* **WHAT NEEDS TO BE DONE**:
Print the records below exactly, and do not carry over any picture.

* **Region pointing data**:
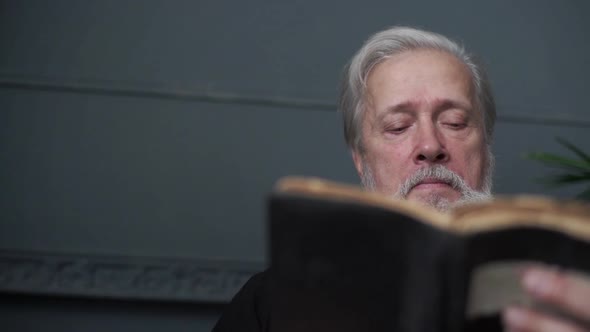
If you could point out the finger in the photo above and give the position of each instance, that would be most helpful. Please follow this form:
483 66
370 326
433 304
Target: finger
524 320
568 291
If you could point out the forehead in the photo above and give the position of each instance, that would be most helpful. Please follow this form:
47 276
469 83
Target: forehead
419 75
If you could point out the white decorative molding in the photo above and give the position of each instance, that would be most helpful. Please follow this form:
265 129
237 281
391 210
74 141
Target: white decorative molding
123 277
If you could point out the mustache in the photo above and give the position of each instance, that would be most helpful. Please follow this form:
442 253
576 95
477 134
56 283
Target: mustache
434 172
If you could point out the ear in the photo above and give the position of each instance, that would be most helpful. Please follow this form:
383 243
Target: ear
357 158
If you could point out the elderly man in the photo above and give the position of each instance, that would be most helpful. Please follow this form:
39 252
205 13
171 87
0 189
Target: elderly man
419 117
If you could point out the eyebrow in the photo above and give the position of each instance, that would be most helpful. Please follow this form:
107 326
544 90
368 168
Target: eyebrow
441 105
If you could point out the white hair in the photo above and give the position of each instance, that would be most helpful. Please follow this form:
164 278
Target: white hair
388 43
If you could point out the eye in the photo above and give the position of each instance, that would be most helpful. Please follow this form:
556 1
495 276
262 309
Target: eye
396 129
455 125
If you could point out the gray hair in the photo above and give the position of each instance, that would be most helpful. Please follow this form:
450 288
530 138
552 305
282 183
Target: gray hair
388 43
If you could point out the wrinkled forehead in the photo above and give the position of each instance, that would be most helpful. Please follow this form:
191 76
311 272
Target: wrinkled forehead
420 76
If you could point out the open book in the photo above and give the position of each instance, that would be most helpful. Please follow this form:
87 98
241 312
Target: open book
343 259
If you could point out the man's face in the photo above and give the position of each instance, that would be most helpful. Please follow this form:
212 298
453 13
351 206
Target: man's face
420 113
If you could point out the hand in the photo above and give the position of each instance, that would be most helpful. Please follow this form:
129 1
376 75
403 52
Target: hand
566 291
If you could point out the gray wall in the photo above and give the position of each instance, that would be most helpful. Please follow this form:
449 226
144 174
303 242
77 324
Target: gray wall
157 128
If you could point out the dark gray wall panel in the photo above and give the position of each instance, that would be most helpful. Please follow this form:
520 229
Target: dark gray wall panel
152 177
292 49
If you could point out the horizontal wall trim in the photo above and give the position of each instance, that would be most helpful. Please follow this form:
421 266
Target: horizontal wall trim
161 93
122 277
114 89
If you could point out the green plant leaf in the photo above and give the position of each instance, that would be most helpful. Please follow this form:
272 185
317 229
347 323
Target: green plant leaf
574 149
563 179
559 161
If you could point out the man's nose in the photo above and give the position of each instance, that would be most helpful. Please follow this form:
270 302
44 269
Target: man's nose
430 147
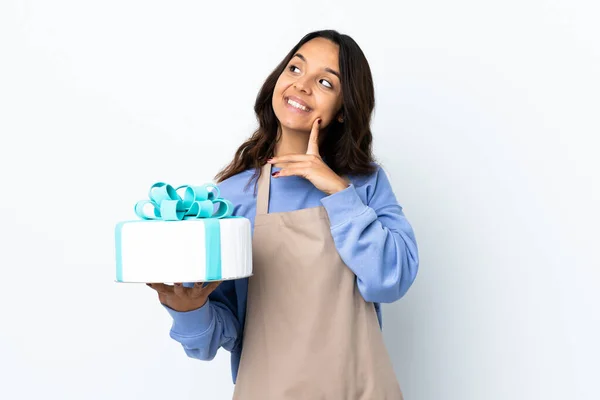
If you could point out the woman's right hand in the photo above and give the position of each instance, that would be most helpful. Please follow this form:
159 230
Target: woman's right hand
181 298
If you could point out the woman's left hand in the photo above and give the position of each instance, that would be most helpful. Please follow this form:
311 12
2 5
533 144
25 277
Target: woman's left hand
311 166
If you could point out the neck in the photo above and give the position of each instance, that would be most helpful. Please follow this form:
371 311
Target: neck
291 142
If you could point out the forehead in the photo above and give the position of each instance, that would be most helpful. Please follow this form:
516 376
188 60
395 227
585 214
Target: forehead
321 52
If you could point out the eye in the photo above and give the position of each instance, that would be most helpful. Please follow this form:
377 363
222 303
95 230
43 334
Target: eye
327 83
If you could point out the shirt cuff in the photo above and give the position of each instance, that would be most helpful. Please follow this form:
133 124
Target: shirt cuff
191 323
343 206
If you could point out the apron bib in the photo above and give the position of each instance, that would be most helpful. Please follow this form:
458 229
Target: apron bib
308 334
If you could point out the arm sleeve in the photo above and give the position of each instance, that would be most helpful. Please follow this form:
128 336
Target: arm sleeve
375 240
203 331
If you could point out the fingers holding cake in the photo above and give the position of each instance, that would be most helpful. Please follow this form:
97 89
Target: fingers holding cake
181 298
200 290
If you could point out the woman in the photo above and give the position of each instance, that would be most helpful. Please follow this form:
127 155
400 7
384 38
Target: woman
330 241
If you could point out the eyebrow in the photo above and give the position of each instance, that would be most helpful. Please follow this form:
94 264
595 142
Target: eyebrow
300 56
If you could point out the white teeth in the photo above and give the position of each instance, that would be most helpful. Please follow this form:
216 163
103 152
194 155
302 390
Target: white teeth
297 105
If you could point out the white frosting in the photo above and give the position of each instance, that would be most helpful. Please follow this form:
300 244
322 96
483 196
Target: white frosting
174 251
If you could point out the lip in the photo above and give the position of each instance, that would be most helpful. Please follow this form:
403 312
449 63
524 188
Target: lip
299 101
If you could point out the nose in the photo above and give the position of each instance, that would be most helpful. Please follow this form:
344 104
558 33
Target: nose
301 84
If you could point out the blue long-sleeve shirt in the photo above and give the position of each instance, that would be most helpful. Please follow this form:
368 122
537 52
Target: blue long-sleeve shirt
370 232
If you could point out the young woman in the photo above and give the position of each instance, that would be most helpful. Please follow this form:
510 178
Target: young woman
330 241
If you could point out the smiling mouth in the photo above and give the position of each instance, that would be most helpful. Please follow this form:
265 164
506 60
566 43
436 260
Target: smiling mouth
297 105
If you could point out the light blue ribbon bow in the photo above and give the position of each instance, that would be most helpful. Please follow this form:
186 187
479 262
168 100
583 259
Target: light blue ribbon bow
197 202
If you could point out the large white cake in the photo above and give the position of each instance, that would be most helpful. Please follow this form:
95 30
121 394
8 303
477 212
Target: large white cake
183 250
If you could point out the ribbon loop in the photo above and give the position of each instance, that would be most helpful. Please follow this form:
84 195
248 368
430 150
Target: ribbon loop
184 202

* **THE ANSWER**:
If you could point out the finger in the photo above and give the position of each instance, that would be most helpful. Please follow this form:
483 66
370 326
433 304
Target: finger
524 320
568 291
If you could point out the forehead in the photo above and give the position of each instance, that would be most helpful. Please follow this form:
47 276
469 83
Target: forehead
419 75
If you could point out the white decorative molding in the photo above and give the position of each instance, that would be most helpful. Please follow this form:
265 129
237 281
391 210
74 141
Target: white decorative molding
123 277
If you could point out the mustache in the photo above and give the position of each instance, that would be most helpful. Please follow this form:
442 253
576 95
477 134
56 283
Target: mustache
434 172
If you could point out the ear in the photo above and give the position of each instance, that would be most helpful. Please follow this form:
383 243
Target: ear
357 158
If you could point out the elderly man in the photo above and give the position of each instance, that would be most helpful. Please follow this form:
39 252
205 13
171 87
0 189
Target: elderly man
419 117
If you could point out the eyebrow in the photo above and give the position of each instance, that would be most helpful. Please follow this form:
107 326
544 90
368 168
Target: eyebrow
441 105
If you could point out the white hair in the photo above and give the position of each instance, that would be most helpful. Please follow this form:
164 278
Target: white hair
388 43
If you could point out the eye in the photo above and give the position of each instance, that would be most helpful. Please follow this form:
556 1
495 276
262 309
Target: eye
396 129
455 125
If you could point out the gray hair in the photo above and give the position of each instance, that would be most helpful. Please follow this form:
450 288
530 138
552 305
282 183
Target: gray hair
388 43
If you could point out the wrinkled forehead in the photo above and give the position of each instance, that would be most helpful. Please follow this form:
191 76
311 272
Target: wrinkled forehead
420 76
If you could point out the open book in the photo above and give the position of each instance, that would be most helpful. Please follow this form:
87 98
241 312
Target: open book
343 259
If you could point out the man's face in the photo above and give the position of each instance, that would be most helpful. Please follow this form:
212 298
453 13
351 206
Target: man's face
420 113
If you could point out the hand in the photo above and give the position of each instance, that would be most helpful. Please follow this form:
129 1
376 75
403 52
Target: hand
566 291
If you could point out the gray wall in the photo above and give the position of each instance, that would be most helpful. Please follow this form:
449 226
144 174
303 242
77 324
Target: gray wall
157 128
If you could point out the dark gray wall panel in the photo above and give the position of each instance, that would be most helpful. Please follow this form:
520 229
Target: dark gray wall panel
152 177
292 49
If you could point out the horizontal wall trim in the photo above and give the position of each instance, that would be most helpful. Please follow this form:
421 266
Target: horizontal wall trim
161 93
122 277
114 89
If you could point out the green plant leaf in the photo above and give the position of each instance, that would be most helpful. Please follow this form:
272 185
317 229
347 323
Target: green plant leaf
574 149
563 179
559 161
If you could point out the man's nose in the photo above and give the position of each instance, that would be most helpful. Please follow this form:
270 302
44 269
Target: man's nose
430 147
If you could point out the woman's right hand in the photo above and give the position of each instance, that would be most helpful. Please follow this form:
159 230
Target: woman's right hand
181 298
If you could point out the woman's left hand in the photo above and give the position of each instance, that would be most helpful. Please follow this form:
311 12
2 5
533 144
25 277
Target: woman's left hand
311 166
If you could point out the neck in the photo above and give the position of each instance, that would be most helpful. Please follow this form:
371 311
Target: neck
291 142
If you could point out the forehead in the photo above and give the position of each instance, that would be most helpful. Please follow this form:
516 376
188 60
395 227
585 214
Target: forehead
321 52
If you could point out the eye in the photo above and give the position of each instance, that would be most helpful. Please follow this form:
377 363
222 303
95 230
43 334
Target: eye
327 83
If you could point out the shirt cuff in the photo above and give the position of each instance, that would be most helpful. Please follow this form:
133 124
Target: shirt cuff
191 323
343 206
If you could point out the apron bib in the photo above and give the position of each instance, that would be most helpful. Please follow this form:
458 229
Target: apron bib
308 334
If you could point out the arm sleeve in the photo above and give the position of each instance, that would be most helpful. Please follow this form:
128 336
Target: arm sleeve
375 240
203 331
If you could point out the fingers holding cake in the photo above and give the position of each instance, that would be most helpful. Please follow this form:
97 89
Target: fingers holding cake
181 298
200 290
If you could point out the woman in the photo above and give the position of each instance, that would be most helpful. Please follow this form:
127 155
400 7
384 38
Target: woman
330 241
If you could point out the eyebrow in the photo above and give the position of each instance, that would be most helpful. Please follow this form:
94 264
595 142
Target: eyebrow
300 56
If you could point out the white teeth in the photo above and give the position of each instance, that would be most helpful. Please follow this form:
216 163
103 152
194 155
302 390
Target: white teeth
297 105
If you could point out the white frosting in the photo above and give the position of each instance, that would be most helpful. Please follow this form:
300 244
322 96
483 196
Target: white frosting
174 251
If you could point out the lip in the photo above and give the position of each instance, that would be most helpful. Please follow this form:
403 312
449 63
524 188
Target: lip
299 101
If you could point out the nose in the photo above and give the position of each instance, that would be most helpful. Please follow this form:
344 104
558 33
Target: nose
301 84
If you could point out the blue long-sleeve shirt in the photo above and give the position of each instance, that would be most helpful. Please follow this form:
368 122
537 52
Target: blue long-sleeve shirt
370 232
If you could point out the young woman in the photo above and give the position of each instance, that would be most helpful. Please follow this form:
510 178
Target: young woman
330 241
If you could point out the smiling mouth in the photo above and give the position of each instance, that would be most helpful. Please follow this form:
265 164
506 60
566 43
436 260
Target: smiling mouth
297 105
If you could point out the light blue ribbon bow in the photo above and give the position of each instance, that would be most helpful. Please follow this form:
186 187
479 262
168 100
583 259
Target: light blue ribbon bow
197 202
If you could point out the large white cake in the photo above and give the position of each instance, that would be most helpful. Please follow this form:
95 30
121 394
8 303
477 212
Target: large white cake
183 250
If you could point out the ribbon loop in the photo above and give the position of each instance, that would be most helpful. Please follow this form:
84 195
248 368
430 150
Target: ribbon loop
184 202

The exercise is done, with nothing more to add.